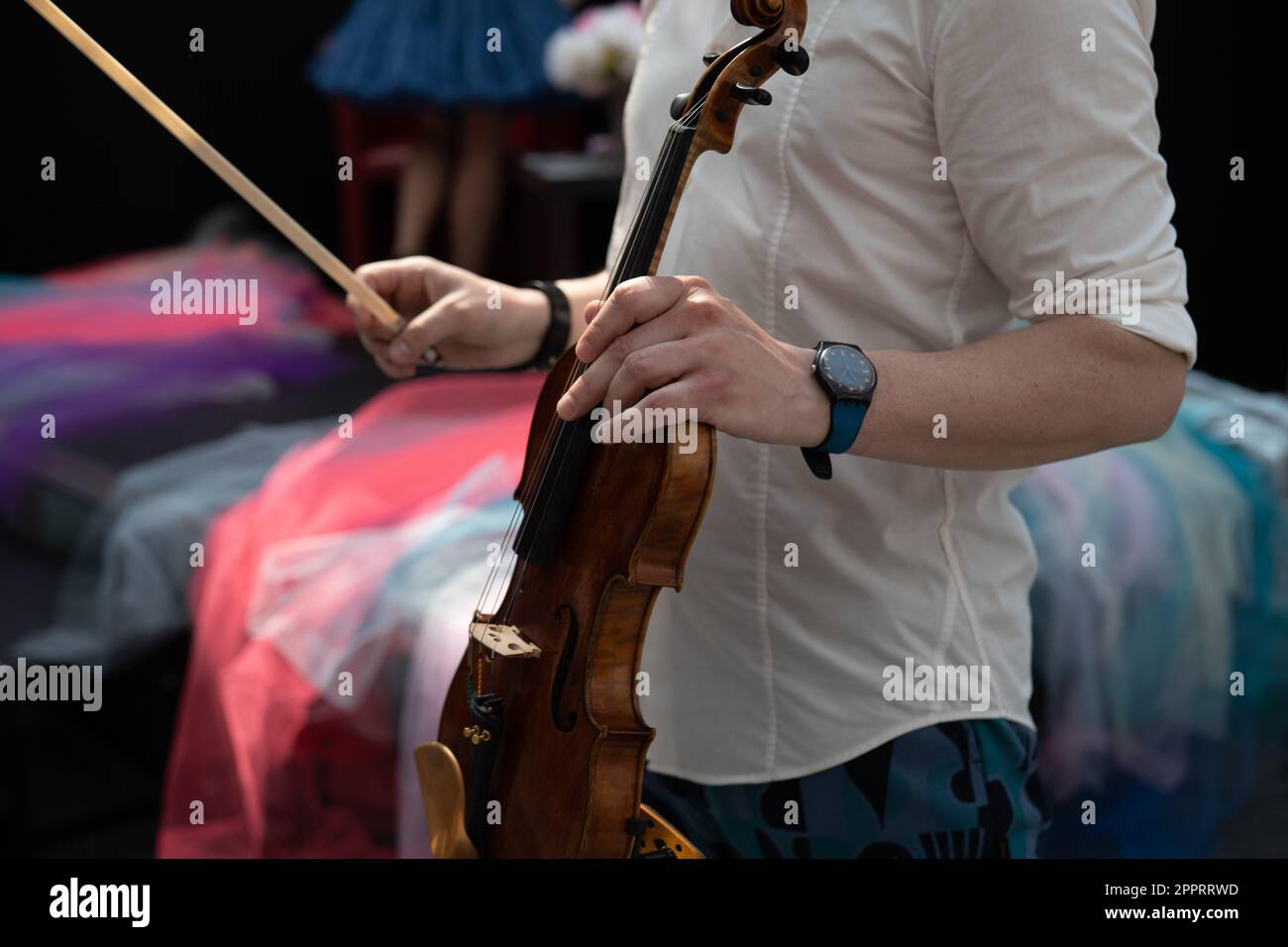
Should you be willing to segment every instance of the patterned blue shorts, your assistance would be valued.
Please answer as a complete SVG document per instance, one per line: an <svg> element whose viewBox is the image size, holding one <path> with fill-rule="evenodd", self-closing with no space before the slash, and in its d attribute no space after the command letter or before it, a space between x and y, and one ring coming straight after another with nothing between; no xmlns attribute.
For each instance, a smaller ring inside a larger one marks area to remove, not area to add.
<svg viewBox="0 0 1288 947"><path fill-rule="evenodd" d="M645 769L644 801L707 858L1032 858L1048 821L1036 758L1032 729L961 720L799 780Z"/></svg>

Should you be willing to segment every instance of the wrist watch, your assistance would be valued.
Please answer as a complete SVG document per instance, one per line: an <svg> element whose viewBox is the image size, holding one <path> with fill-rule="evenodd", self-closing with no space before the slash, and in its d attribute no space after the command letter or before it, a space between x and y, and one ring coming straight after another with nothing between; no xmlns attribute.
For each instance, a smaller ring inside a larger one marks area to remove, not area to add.
<svg viewBox="0 0 1288 947"><path fill-rule="evenodd" d="M877 389L877 370L858 345L820 341L814 349L814 380L832 402L832 426L817 447L801 447L809 469L822 481L832 478L833 454L845 454L859 435Z"/></svg>

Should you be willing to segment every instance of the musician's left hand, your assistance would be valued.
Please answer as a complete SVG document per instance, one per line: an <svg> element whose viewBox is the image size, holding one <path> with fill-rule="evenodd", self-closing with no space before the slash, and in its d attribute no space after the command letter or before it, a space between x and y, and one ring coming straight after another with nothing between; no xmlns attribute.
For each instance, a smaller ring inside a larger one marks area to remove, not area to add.
<svg viewBox="0 0 1288 947"><path fill-rule="evenodd" d="M734 437L813 447L831 424L811 378L814 349L778 341L696 276L640 277L591 303L577 357L590 363L559 401L573 420L614 411L697 408Z"/></svg>

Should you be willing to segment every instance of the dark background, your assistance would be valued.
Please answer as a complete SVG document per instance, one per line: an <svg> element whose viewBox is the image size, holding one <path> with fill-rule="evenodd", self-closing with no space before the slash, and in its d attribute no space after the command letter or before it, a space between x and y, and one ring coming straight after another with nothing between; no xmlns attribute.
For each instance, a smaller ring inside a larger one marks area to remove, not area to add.
<svg viewBox="0 0 1288 947"><path fill-rule="evenodd" d="M697 1L697 0L690 0ZM703 0L719 3L720 0ZM1023 0L1018 0L1023 1ZM335 147L304 67L346 0L64 0L63 8L305 228L337 246ZM1162 0L1163 155L1189 263L1199 368L1288 385L1283 202L1269 134L1280 55L1270 5ZM1234 10L1239 10L1235 13ZM188 52L200 26L206 52ZM0 6L0 272L36 273L184 240L231 192L26 4ZM40 161L58 160L43 187ZM1230 180L1230 158L1248 180ZM555 274L551 274L555 276ZM558 274L563 276L563 274ZM1271 290L1266 295L1266 290Z"/></svg>

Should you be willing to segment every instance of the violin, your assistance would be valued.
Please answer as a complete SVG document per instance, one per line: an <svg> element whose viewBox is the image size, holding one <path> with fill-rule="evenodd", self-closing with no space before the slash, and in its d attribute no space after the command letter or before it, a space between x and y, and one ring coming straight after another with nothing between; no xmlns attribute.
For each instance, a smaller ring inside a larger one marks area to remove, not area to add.
<svg viewBox="0 0 1288 947"><path fill-rule="evenodd" d="M403 318L53 0L26 0L103 73L394 331ZM703 58L697 86L671 103L654 174L611 271L607 298L652 276L694 161L726 155L764 84L809 67L806 0L732 0L757 32ZM555 405L589 366L551 368L532 416L518 509L469 627L439 740L416 749L435 857L701 857L640 805L653 729L636 679L653 602L679 589L715 473L715 433L596 445L591 419ZM520 517L522 514L522 517ZM493 598L496 602L493 603Z"/></svg>
<svg viewBox="0 0 1288 947"><path fill-rule="evenodd" d="M809 66L805 0L730 6L759 32L705 57L697 86L671 103L675 122L604 298L656 272L694 161L732 149L743 108L770 103L761 86L775 72ZM555 414L587 367L569 350L541 389L515 491L522 518L516 510L507 555L470 622L439 740L417 750L438 857L698 854L641 810L654 731L636 680L653 602L683 585L711 495L715 433L698 425L684 452L665 437L592 443L589 416Z"/></svg>

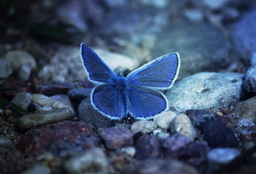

__________

**Goal:** Can you write out all of the data above with each "segment" replaced by "outline" and nothing else altered? Omit the pictures from your answer.

**Result of this task:**
Should you be willing to outline every instance of the patterned blue shorts, your assistance would be valued.
Please answer as a complete SVG document per instance, one per line: an <svg> element whose viewBox is the image size, holding one <path> with fill-rule="evenodd", self-closing with no space before the slash, and in its d attribute no space after the command letter or before it, a space between x and y, and one ring coming straight after another with nothing between; no xmlns attribute.
For each instance, a smaller ring inside a larger one marks area to remove, not area to add.
<svg viewBox="0 0 1288 947"><path fill-rule="evenodd" d="M645 769L644 801L707 858L1032 858L1048 821L1036 758L1032 729L961 720L799 780Z"/></svg>

Should you be willing to outline every instance of the wrist watch, your assistance would be valued.
Please answer as a complete SVG document per instance, one per line: an <svg> element whose viewBox is the image size, holding one <path> with fill-rule="evenodd", self-closing with no space before the slash, and in its d attribute no space after the command letter or before it, a space between x and y, and one ring coming straight after another with nothing between; no xmlns attribute.
For each instance, a smaller ring inside a larger one marks area to remove, not area to add.
<svg viewBox="0 0 1288 947"><path fill-rule="evenodd" d="M877 389L877 370L858 345L820 341L814 349L814 380L832 402L832 426L817 447L801 447L809 469L822 481L832 478L833 454L845 454L859 435Z"/></svg>

Should you be willing to outline every instance of the musician's left hand, your assistance would be valued.
Please answer as a complete SVG document per instance, one per line: an <svg> element whose viewBox is the image size, holding one <path> with fill-rule="evenodd", self-closing with no space before the slash, and in its d attribute no space after the command letter or before it, a space between x and y, and one ring coming straight after another with nothing between; no xmlns attribute.
For each instance, a smaller ring inside a larger one marks area to remove, not area to add.
<svg viewBox="0 0 1288 947"><path fill-rule="evenodd" d="M734 437L813 447L831 424L811 378L814 349L778 341L696 276L640 277L591 303L577 357L590 363L559 401L573 420L614 411L697 408Z"/></svg>

Should you be willing to outline every instance of the dark background, your assistance would be valued.
Please answer as a complete SVG document per instance, one per line: an <svg> element whose viewBox is the image size, holding one <path> with fill-rule="evenodd", self-closing with no space before the slash, and in its d attribute no space after the command letter or before it, a space between x and y, and one ring coming straight after another with nothing between; no xmlns attribute.
For each instance, a smaller ring inside a larger one marks area to remove, not area to add.
<svg viewBox="0 0 1288 947"><path fill-rule="evenodd" d="M697 1L697 0L690 0ZM703 0L719 3L720 0ZM1023 0L1018 0L1023 1ZM335 147L304 67L346 0L64 0L63 8L305 228L337 246ZM1162 0L1163 155L1189 263L1199 368L1288 385L1283 202L1269 134L1280 55L1270 5ZM1234 10L1239 10L1235 13ZM188 52L200 26L206 52ZM0 6L0 272L36 273L184 240L231 192L26 4ZM40 161L58 160L43 187ZM1230 180L1230 158L1248 180ZM555 274L551 274L555 276ZM558 274L563 276L563 274ZM1271 290L1266 295L1266 290Z"/></svg>

Should you be willing to outline every instance of the violin, your assistance would be valued.
Please answer as a complete SVG document per instance, one per line: an <svg> element whose viewBox is the image size, holding one <path> with fill-rule="evenodd", self-closing with no space before the slash, and in its d attribute no space after the command letter or before it, a space between x and y, and one ring coming straight after another with nothing between; no xmlns attribute.
For each instance, a smaller ring inside a larger one marks area to remove, not area to add.
<svg viewBox="0 0 1288 947"><path fill-rule="evenodd" d="M403 318L53 0L26 0L103 73L394 331ZM703 58L697 86L671 103L654 174L611 271L607 298L652 276L694 161L726 155L764 84L809 67L806 0L732 0L757 32ZM555 405L589 366L551 368L532 416L518 509L469 627L439 740L416 749L435 857L701 857L640 805L653 729L636 679L653 602L679 589L715 473L715 433L596 445L591 419ZM520 517L522 514L522 517ZM493 598L496 602L493 603Z"/></svg>
<svg viewBox="0 0 1288 947"><path fill-rule="evenodd" d="M809 66L805 0L730 6L759 32L705 57L697 86L671 103L675 122L604 298L656 272L694 161L732 149L743 108L770 103L761 86L775 72ZM555 414L587 367L569 350L541 389L515 491L522 518L516 510L507 555L470 622L439 740L417 750L438 857L698 854L641 810L654 731L636 680L653 602L683 585L711 495L715 433L698 425L684 452L665 437L592 443L589 416Z"/></svg>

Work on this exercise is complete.